Problem to solve:
Write out, word for word, every line from the one containing "racing glove, shaped" through the last line of the records below, both ends included.

===== Input material =====

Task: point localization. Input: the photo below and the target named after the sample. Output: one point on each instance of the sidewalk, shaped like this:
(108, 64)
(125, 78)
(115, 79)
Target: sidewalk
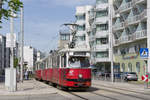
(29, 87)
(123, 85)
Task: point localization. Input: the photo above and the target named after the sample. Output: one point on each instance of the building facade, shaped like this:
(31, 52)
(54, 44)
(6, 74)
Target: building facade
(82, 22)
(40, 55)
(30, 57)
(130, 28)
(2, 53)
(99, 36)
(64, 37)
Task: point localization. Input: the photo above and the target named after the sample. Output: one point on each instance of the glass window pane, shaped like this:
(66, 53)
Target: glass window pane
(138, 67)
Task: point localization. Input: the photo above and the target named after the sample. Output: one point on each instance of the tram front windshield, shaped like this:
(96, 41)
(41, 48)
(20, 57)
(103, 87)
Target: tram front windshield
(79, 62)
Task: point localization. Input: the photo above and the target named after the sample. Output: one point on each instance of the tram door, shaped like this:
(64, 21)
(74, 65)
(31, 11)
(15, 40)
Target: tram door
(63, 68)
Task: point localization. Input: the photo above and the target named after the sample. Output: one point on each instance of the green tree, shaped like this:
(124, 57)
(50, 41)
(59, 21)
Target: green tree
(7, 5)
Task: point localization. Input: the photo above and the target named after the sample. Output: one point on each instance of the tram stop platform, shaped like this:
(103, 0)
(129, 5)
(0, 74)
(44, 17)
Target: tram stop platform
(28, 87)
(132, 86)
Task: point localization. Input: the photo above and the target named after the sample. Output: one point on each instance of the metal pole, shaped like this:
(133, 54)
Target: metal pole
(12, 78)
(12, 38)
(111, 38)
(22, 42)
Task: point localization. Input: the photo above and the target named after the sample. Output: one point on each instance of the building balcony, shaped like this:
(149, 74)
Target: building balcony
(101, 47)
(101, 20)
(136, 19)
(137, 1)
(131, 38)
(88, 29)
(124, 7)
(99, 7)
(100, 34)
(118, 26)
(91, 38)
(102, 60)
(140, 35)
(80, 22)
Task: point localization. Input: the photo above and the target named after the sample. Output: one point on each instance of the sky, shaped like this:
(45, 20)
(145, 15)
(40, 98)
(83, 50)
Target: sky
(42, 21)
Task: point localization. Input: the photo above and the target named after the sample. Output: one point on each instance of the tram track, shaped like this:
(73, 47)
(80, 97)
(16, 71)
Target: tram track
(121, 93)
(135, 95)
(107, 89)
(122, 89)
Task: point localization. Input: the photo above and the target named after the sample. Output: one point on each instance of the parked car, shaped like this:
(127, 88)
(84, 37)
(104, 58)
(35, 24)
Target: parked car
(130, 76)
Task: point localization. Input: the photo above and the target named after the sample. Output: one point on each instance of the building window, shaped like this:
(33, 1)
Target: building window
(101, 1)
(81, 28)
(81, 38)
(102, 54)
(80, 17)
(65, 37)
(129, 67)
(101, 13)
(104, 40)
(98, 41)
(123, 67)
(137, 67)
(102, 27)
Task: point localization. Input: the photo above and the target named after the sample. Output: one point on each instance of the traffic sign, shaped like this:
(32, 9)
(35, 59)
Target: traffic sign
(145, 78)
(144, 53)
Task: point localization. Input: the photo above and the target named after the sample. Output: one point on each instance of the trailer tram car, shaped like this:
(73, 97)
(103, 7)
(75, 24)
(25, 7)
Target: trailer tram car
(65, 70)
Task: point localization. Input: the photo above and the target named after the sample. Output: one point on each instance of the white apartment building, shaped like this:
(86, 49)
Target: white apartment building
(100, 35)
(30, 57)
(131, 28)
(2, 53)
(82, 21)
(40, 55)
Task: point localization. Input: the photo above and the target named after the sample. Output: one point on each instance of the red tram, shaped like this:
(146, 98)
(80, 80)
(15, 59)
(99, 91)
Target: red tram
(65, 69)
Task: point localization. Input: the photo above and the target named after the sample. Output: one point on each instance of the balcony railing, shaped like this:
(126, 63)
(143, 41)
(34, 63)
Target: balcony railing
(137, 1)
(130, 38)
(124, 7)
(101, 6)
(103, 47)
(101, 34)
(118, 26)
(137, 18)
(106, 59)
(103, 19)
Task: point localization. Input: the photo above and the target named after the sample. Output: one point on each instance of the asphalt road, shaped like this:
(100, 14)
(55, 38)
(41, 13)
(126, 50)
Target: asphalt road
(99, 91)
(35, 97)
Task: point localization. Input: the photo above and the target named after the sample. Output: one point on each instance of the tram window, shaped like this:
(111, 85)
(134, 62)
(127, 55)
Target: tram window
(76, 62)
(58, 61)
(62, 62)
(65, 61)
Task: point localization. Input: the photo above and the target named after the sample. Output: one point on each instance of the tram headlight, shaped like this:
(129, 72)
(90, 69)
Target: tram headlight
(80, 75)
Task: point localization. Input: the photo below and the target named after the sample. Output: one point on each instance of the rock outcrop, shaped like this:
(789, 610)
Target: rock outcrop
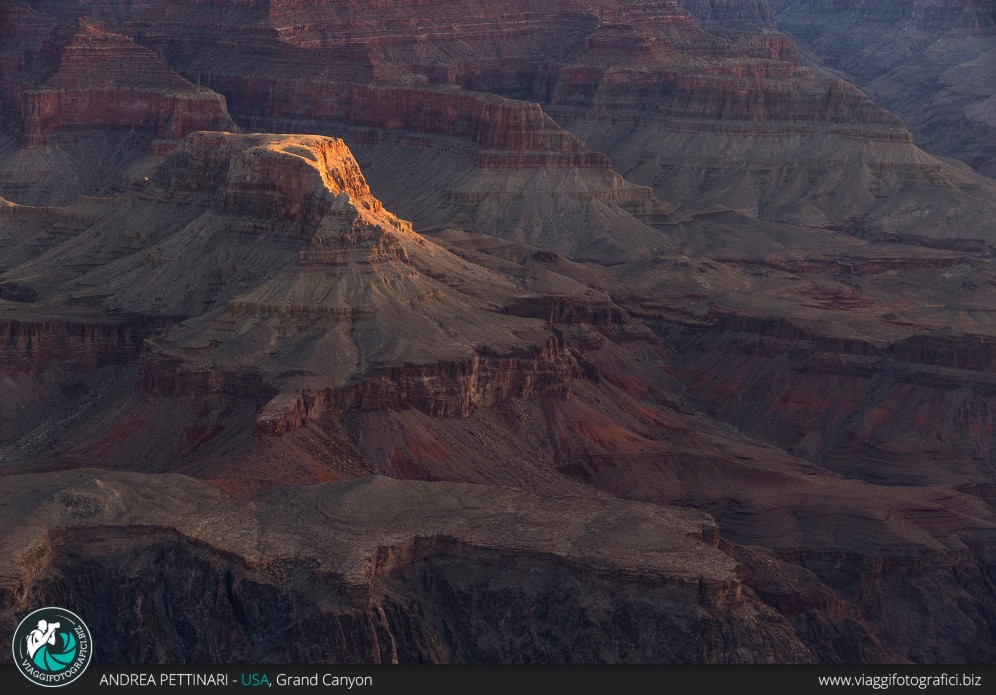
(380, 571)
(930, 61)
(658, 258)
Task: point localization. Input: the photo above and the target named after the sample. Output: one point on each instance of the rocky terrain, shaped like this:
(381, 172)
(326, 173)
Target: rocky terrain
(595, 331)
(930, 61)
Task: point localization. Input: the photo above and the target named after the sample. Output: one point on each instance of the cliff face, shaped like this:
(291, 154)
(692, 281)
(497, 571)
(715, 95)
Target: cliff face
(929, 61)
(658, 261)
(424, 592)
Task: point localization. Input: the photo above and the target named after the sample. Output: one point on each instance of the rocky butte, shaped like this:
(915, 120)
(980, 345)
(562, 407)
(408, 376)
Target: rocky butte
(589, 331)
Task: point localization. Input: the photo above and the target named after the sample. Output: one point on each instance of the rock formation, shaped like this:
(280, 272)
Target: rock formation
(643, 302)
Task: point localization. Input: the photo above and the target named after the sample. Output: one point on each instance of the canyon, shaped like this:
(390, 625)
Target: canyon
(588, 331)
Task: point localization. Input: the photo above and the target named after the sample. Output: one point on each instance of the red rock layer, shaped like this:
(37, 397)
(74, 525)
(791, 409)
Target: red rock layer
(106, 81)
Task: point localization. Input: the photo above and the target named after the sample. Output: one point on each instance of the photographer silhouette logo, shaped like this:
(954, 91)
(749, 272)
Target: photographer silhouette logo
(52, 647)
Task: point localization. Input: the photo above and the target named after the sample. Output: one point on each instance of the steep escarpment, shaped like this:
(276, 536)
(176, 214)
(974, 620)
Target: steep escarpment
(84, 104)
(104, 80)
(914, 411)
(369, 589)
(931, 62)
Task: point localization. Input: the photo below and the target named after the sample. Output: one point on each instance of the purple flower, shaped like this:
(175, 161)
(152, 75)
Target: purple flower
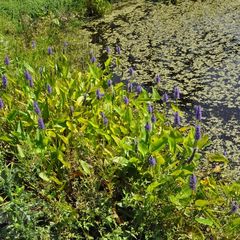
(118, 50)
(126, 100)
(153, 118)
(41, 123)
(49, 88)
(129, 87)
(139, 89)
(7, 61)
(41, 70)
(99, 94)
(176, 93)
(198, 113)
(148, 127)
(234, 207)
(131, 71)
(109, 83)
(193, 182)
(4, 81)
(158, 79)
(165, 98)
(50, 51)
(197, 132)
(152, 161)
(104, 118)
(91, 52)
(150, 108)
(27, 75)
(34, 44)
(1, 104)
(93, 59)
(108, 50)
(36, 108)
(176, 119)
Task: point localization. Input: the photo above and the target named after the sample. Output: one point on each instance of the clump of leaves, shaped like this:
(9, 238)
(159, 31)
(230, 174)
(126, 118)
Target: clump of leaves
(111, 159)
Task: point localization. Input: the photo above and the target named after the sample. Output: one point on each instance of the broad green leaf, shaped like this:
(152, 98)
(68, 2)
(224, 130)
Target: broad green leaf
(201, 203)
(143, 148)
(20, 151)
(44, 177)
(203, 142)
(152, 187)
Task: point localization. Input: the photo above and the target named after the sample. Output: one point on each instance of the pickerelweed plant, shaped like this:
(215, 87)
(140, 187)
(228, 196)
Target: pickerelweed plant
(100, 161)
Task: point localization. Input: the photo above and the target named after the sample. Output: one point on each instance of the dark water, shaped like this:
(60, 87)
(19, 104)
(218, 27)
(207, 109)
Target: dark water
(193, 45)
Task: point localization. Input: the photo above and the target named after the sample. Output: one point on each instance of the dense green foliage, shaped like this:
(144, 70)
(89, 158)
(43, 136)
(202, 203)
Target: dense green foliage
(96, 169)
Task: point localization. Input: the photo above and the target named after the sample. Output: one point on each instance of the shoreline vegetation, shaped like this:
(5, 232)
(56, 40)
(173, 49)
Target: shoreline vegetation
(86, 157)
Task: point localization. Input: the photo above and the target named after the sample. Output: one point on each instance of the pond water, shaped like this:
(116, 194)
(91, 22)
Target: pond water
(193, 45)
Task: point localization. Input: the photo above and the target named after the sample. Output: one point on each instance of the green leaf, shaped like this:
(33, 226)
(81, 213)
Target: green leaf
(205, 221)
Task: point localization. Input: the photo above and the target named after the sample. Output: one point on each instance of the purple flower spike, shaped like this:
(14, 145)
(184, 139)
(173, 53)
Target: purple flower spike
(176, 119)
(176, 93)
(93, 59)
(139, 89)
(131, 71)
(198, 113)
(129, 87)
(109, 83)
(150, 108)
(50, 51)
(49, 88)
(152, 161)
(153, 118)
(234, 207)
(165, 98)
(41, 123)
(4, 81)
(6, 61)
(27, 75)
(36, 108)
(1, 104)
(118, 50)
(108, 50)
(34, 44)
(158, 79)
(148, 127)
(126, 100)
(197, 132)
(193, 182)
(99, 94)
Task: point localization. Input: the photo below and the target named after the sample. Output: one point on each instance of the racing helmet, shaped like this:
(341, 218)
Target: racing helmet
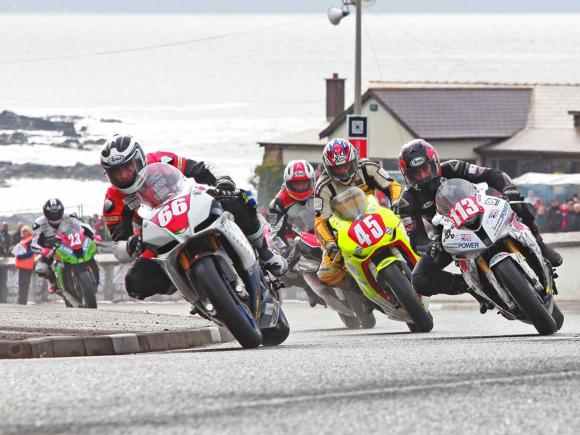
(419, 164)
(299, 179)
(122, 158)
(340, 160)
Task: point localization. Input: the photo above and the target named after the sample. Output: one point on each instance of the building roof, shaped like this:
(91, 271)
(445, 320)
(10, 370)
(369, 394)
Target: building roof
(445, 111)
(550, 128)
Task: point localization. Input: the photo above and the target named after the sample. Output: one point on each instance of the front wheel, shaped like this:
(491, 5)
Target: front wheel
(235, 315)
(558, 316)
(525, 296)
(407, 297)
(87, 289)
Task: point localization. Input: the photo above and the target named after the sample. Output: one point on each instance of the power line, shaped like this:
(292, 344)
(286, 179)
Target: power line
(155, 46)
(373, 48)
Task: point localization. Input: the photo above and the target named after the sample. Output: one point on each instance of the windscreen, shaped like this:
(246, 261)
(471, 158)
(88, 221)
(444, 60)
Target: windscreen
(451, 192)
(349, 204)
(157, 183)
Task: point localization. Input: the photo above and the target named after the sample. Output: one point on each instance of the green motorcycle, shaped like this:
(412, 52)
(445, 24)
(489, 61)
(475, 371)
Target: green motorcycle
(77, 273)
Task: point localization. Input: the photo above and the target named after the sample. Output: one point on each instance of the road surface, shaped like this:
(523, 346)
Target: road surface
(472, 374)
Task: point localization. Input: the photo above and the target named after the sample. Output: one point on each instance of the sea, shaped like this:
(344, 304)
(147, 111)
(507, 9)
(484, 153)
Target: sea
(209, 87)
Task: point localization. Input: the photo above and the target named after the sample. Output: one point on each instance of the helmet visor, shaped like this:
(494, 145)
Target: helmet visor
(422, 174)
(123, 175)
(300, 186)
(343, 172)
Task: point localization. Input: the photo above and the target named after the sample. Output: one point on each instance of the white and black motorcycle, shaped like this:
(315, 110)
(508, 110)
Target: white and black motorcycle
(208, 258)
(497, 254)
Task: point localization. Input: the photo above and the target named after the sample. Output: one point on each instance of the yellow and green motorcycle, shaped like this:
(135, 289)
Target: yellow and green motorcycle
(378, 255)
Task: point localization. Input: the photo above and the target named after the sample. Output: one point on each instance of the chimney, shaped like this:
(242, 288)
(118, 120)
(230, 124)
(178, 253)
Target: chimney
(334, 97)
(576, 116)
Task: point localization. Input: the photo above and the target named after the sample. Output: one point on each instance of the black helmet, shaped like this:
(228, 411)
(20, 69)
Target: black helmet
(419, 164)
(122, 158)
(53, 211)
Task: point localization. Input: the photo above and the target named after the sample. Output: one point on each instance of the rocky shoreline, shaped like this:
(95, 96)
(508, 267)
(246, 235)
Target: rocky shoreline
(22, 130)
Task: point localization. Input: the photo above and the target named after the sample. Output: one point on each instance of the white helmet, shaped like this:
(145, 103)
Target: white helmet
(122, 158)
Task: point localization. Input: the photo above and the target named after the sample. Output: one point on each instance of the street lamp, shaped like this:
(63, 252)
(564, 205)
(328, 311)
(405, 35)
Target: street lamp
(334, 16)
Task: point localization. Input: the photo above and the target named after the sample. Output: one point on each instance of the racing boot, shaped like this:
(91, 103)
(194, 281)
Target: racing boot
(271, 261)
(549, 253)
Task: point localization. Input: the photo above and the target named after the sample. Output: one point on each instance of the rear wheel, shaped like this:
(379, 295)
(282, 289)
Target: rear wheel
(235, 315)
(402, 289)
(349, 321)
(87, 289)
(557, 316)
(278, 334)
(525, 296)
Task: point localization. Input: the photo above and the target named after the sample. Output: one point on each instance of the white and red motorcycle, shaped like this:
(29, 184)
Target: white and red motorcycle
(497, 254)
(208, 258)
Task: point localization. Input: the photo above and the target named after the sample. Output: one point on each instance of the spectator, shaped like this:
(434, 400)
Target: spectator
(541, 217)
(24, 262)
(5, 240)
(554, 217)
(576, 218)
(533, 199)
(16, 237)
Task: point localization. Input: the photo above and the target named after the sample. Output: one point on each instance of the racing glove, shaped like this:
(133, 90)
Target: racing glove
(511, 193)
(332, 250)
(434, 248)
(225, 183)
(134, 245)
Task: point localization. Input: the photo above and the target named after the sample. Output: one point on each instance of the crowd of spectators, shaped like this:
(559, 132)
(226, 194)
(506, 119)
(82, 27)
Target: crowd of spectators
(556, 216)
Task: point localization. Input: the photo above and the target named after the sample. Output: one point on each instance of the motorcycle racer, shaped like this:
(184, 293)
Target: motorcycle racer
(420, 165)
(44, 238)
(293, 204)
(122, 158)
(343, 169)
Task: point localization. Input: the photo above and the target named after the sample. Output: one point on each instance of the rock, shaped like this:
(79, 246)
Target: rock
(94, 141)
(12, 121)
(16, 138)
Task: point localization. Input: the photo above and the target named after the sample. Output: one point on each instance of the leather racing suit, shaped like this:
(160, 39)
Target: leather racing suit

=====

Response:
Task: point localization. Input: the photo above and the target named after the sample. Output: one point on each instance of the racing glove, shaped like this:
(133, 90)
Target: racing glove
(511, 193)
(332, 250)
(434, 248)
(225, 183)
(134, 245)
Task: point localization. Input: the photo above and the target named after the sample. Output: one point on each instance of the crowd of spectators, shaped like this:
(559, 132)
(226, 194)
(506, 119)
(82, 27)
Target: crowd of spectators
(556, 216)
Task: point localization. Input: the photo above and the target named after the sample. Output: one point on each instance of the motorcycle racer, shaped like this:
(184, 293)
Target: motorcycle racer
(420, 165)
(44, 238)
(293, 204)
(122, 158)
(343, 169)
Task: point localization. Input: the photo above and the target named after the sample. Output: one point on each instance of the rock, shaped like this:
(79, 246)
Target: rock
(94, 141)
(12, 121)
(16, 138)
Task: point localization. Input: the photo above and the target named after the sample. Output: one point on each instance of the leather racing suit, shaped like this:
(160, 39)
Target: leather racing suit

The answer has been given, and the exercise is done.